▸ **TEXTO FUENTE**:
Se puede comprender que esta construcción de un Occidente absoluto es caduca en el momento en que el esquema de las culturas de mil años y aisladas, la metáfora de su crecimiento vegetal, y, en resumen, todo el dogmatismo de la morfología cultural decimonónica se demuestran insostenibles; podríamos incluso creer que el concepto de una cultura que desde el comienzo vino a dar en "pseudomorfosis", y de un mito que fue evitado, son una objeción suplementaria contra una filosofía de la historia que a ellos lleva.  si se mantienen con nosotros las culturas abiertas a la historia universal y se toman constitutivamente conceptos como herencia, renovación, transferencia de imperio, se derrumban tales proposiciones condicionales irreales, ya en general.  Se derrumban especialmente en este punto, en que la más fuerte e íntima potencia operativa de la historia de Europa, el Cristianismo, se percibe de modo inmediato en el proceso histórico, y después de los muchos efectos que ya ha realizado, realizó su efecto mayor.  En lugar de la cuestión de cómo un curso inmanente podría o debería haber sido, surge la aceptación de un milagro, pero de un milagro evidente e ineludible, y así se debería mejor decir: surge la experiencia totalmente válida.  en los siglos de la alta Edad Media, Occidente y Cristianismo se han empapado mutuamente , de manera que el cristianismo se ha convertido en espíritu y destino de los pueblos occidentales, y el conjunto del Occidente en el corpus Christianorum; la cristiandad misma, empero, no fue por ello retrotraída a su inicio, sino en él renovada.  Renovación; esta categoría fundamental de la historia de Occidente tiene aquí validez tan completa que casi lo trasciende a él mismo.  Aquí se adquiere una herencia que es abarcada con todas las fibras y se renueva.  Pero esta herencia no sólo es abarcada, sino que abarca también.  Y no sólo fue renovada, sino que se renovó a sí misma.  Pues no era sólo herencia, sino grano de simiente y tea incendiaria.

▸ **INSTRUCCIONES DE LA TAREA**: Según el texto sobre Occidente y el Cristianismo, ¿cuál es la más fuerte e íntima potencia operativa de la historia de Europa?

▸ **INFORMACIÓN PROPORCIONADA**:
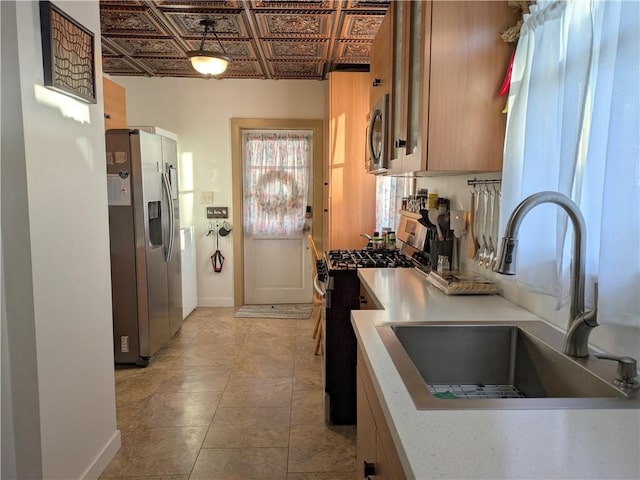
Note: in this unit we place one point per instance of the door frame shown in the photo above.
(237, 126)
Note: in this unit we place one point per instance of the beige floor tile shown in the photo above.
(137, 388)
(249, 427)
(203, 379)
(322, 476)
(264, 365)
(269, 344)
(307, 378)
(307, 408)
(149, 477)
(241, 464)
(243, 382)
(321, 449)
(157, 451)
(250, 391)
(209, 357)
(273, 326)
(174, 409)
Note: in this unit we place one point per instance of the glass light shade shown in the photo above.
(208, 63)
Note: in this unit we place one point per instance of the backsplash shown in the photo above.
(620, 340)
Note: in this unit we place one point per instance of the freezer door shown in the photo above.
(124, 296)
(174, 264)
(152, 273)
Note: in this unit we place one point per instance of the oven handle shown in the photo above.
(316, 286)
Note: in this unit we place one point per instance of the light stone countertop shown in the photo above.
(484, 444)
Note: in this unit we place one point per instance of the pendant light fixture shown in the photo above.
(205, 62)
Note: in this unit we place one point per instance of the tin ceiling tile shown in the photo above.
(352, 52)
(298, 39)
(304, 25)
(140, 47)
(119, 66)
(297, 70)
(227, 25)
(291, 49)
(167, 66)
(244, 70)
(360, 26)
(213, 4)
(367, 5)
(129, 21)
(295, 4)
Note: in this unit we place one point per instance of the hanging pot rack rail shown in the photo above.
(475, 181)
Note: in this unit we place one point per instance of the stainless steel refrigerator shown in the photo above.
(144, 231)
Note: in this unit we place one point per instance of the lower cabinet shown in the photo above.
(376, 456)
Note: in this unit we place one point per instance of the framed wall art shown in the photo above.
(67, 54)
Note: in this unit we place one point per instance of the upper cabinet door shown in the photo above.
(380, 63)
(115, 104)
(415, 86)
(448, 64)
(468, 63)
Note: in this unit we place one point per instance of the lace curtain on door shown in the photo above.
(276, 181)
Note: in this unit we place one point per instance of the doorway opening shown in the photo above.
(278, 191)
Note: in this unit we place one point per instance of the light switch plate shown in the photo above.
(206, 198)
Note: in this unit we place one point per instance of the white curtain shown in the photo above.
(276, 181)
(573, 127)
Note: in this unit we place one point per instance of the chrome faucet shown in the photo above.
(581, 322)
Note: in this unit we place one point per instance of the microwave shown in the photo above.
(377, 137)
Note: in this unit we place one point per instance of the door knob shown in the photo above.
(369, 469)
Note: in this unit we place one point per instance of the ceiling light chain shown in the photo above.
(205, 62)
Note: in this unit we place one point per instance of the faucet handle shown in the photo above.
(627, 369)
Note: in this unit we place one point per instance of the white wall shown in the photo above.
(615, 339)
(199, 112)
(55, 247)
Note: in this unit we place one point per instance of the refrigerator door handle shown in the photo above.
(167, 190)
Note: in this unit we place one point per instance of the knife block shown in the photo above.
(440, 247)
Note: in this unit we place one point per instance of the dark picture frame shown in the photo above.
(68, 54)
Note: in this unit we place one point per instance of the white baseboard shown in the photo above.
(215, 302)
(102, 461)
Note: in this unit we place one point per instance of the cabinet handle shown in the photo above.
(369, 470)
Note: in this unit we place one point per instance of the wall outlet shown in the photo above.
(206, 198)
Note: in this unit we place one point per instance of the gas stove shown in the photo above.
(367, 258)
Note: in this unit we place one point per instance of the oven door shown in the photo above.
(377, 137)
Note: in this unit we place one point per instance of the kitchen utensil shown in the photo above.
(471, 239)
(478, 225)
(444, 221)
(483, 228)
(433, 218)
(491, 251)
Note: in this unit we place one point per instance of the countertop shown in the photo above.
(484, 444)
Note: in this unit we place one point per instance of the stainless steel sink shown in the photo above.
(472, 365)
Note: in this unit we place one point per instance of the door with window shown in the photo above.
(276, 192)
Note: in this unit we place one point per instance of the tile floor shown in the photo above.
(230, 398)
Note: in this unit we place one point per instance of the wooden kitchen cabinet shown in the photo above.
(374, 442)
(380, 63)
(449, 62)
(115, 104)
(350, 190)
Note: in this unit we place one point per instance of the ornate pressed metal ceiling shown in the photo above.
(266, 39)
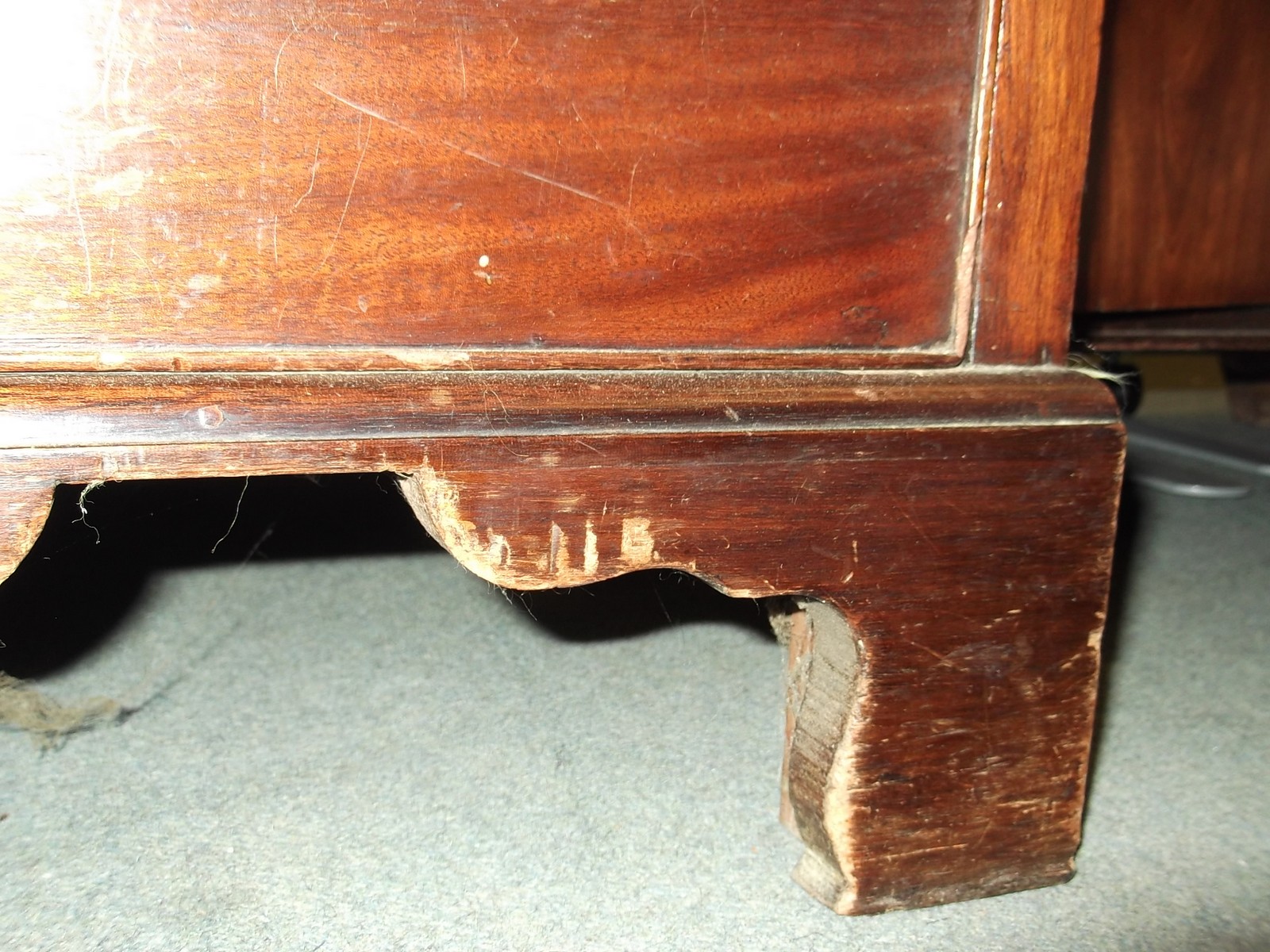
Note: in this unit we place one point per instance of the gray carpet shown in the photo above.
(366, 748)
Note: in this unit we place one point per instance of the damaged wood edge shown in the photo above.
(825, 692)
(436, 503)
(825, 687)
(25, 507)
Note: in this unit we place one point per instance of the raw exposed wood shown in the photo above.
(588, 277)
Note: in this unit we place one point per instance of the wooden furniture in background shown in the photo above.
(774, 295)
(1176, 232)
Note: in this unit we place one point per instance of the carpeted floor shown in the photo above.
(342, 740)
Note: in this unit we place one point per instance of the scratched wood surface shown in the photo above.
(965, 550)
(238, 184)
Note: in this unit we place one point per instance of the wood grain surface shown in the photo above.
(1178, 213)
(215, 184)
(964, 555)
(1045, 74)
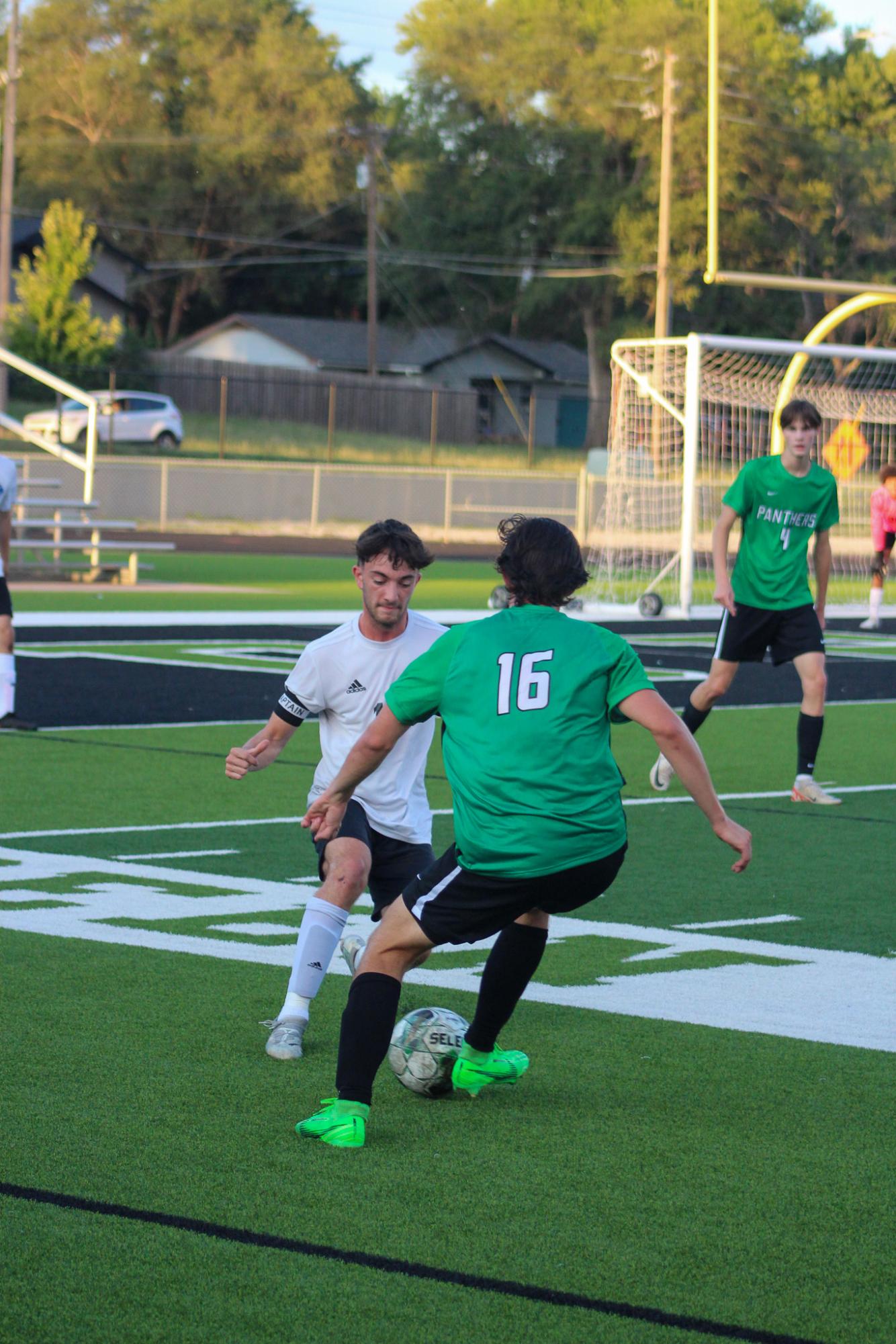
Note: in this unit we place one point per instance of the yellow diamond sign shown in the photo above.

▸ **RESULTADO DEL EJERCICIO**: El Cristianismo.